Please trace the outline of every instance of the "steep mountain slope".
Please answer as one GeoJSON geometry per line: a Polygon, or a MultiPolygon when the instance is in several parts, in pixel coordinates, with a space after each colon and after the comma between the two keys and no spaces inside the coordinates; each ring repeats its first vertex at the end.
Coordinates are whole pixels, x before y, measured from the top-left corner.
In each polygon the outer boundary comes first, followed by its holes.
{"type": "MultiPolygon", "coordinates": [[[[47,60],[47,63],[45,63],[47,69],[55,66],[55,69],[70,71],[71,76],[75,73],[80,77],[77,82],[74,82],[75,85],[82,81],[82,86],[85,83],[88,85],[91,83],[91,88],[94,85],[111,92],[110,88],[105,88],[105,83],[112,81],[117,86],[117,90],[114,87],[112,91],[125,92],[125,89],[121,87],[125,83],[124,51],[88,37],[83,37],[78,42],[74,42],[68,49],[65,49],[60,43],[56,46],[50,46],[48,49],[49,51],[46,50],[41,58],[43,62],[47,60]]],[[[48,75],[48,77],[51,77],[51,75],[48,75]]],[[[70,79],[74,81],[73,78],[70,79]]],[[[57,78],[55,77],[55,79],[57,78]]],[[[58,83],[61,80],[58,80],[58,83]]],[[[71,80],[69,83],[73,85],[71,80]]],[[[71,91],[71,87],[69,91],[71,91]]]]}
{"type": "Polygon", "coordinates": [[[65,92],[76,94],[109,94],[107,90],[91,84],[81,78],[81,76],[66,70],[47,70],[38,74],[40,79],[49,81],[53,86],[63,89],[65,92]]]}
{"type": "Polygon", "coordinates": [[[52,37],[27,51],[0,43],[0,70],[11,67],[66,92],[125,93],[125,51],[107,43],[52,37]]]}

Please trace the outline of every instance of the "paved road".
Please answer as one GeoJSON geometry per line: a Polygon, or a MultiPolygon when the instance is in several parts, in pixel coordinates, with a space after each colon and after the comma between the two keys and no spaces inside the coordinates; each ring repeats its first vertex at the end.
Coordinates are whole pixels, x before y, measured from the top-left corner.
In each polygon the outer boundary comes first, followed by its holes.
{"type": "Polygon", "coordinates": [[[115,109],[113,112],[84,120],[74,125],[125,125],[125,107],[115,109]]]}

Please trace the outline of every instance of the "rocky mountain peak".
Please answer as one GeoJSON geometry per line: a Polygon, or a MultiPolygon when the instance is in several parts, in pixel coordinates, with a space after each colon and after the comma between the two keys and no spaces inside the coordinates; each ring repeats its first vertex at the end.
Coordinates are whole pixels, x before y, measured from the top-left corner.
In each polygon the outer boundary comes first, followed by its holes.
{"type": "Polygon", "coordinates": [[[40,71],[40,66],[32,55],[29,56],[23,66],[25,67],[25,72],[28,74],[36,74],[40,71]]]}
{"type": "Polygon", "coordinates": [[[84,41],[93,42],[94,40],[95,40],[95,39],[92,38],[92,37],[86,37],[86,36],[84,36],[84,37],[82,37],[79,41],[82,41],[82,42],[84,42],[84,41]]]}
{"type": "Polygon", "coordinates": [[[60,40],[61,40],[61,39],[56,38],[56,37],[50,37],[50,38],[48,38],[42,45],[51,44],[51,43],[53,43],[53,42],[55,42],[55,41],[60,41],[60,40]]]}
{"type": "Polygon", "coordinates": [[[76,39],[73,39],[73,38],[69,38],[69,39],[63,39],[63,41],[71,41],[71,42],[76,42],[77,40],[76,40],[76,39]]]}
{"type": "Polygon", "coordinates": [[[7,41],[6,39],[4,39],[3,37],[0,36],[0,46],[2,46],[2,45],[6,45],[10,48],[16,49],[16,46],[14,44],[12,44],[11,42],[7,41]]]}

──────────────────────────────

◆ Directions
Please print the data above exactly as it appears.

◆ Task response
Please trace the outline of every instance of the "steep mountain slope".
Please answer as one GeoJSON geometry per line: a Polygon, or a MultiPolygon when the instance is in several parts, in pixel coordinates, with a space after each colon and after the comma between the two keys and no spaces inside the coordinates; each ring repeats its first vertex at the end.
Coordinates are whole pixels, x before y, measured from the top-left corner.
In each polygon the outer boundary comes first, followed by its holes.
{"type": "MultiPolygon", "coordinates": [[[[47,60],[47,63],[45,63],[47,69],[55,66],[55,69],[70,71],[71,76],[75,73],[80,77],[77,82],[74,82],[75,85],[82,81],[82,86],[85,83],[88,85],[91,83],[91,88],[94,85],[111,92],[110,88],[105,88],[105,83],[112,81],[117,86],[117,90],[114,87],[112,91],[125,92],[125,89],[121,87],[125,83],[124,51],[88,37],[83,37],[78,42],[74,42],[68,49],[65,49],[60,43],[56,46],[50,46],[48,49],[49,51],[46,50],[41,58],[43,62],[47,60]]],[[[48,75],[48,77],[51,77],[51,75],[48,75]]],[[[70,79],[74,81],[73,78],[70,79]]],[[[57,78],[55,77],[55,79],[57,78]]],[[[58,83],[61,80],[58,80],[58,83]]],[[[71,80],[69,83],[73,85],[71,80]]],[[[71,91],[71,87],[69,91],[71,91]]]]}
{"type": "Polygon", "coordinates": [[[65,92],[76,94],[109,94],[107,90],[91,84],[81,78],[81,76],[66,70],[47,70],[38,74],[40,79],[49,81],[53,86],[63,89],[65,92]]]}
{"type": "Polygon", "coordinates": [[[52,37],[27,51],[0,43],[0,70],[11,67],[66,92],[125,93],[125,51],[107,43],[52,37]]]}

Please trace the outline of every instance of the "paved road".
Please answer as one GeoJSON geometry per line: a Polygon, or a MultiPolygon when the instance is in several parts, in pixel coordinates, with a space after each colon and after the comma between the two keys and no spaces inside the coordinates; each ring repeats its first vertex at the end.
Coordinates are whole pixels, x before y, measured from the top-left corner.
In each polygon the outer boundary comes first, followed by its holes.
{"type": "Polygon", "coordinates": [[[115,109],[113,112],[84,120],[74,125],[125,125],[125,107],[115,109]]]}

Please trace the outline of every instance of the "rocky mountain peak".
Please answer as one GeoJSON geometry per line: a Polygon, or a MultiPolygon when the instance is in several parts, in pixel coordinates, with a space after each colon and after the comma between the two keys and no spaces inside the coordinates; each ring repeats its first vertex at the end.
Coordinates are whole pixels, x before y, measured from the top-left corner.
In each polygon the outer boundary comes first, followed by its holes.
{"type": "Polygon", "coordinates": [[[40,71],[40,66],[32,55],[29,56],[23,66],[25,67],[25,72],[28,74],[36,74],[40,71]]]}
{"type": "Polygon", "coordinates": [[[84,41],[93,42],[94,40],[95,40],[95,39],[92,38],[92,37],[86,37],[86,36],[84,36],[84,37],[82,37],[79,41],[82,41],[82,42],[84,42],[84,41]]]}
{"type": "Polygon", "coordinates": [[[60,40],[61,40],[61,39],[56,38],[56,37],[50,37],[50,38],[48,38],[42,45],[51,44],[51,43],[53,43],[53,42],[55,42],[55,41],[60,41],[60,40]]]}
{"type": "Polygon", "coordinates": [[[76,39],[73,39],[73,38],[69,38],[69,39],[63,39],[63,41],[71,41],[71,42],[76,42],[77,40],[76,40],[76,39]]]}
{"type": "Polygon", "coordinates": [[[7,41],[6,39],[4,39],[3,37],[0,36],[0,46],[2,46],[2,45],[6,45],[10,48],[16,49],[16,46],[14,44],[12,44],[11,42],[7,41]]]}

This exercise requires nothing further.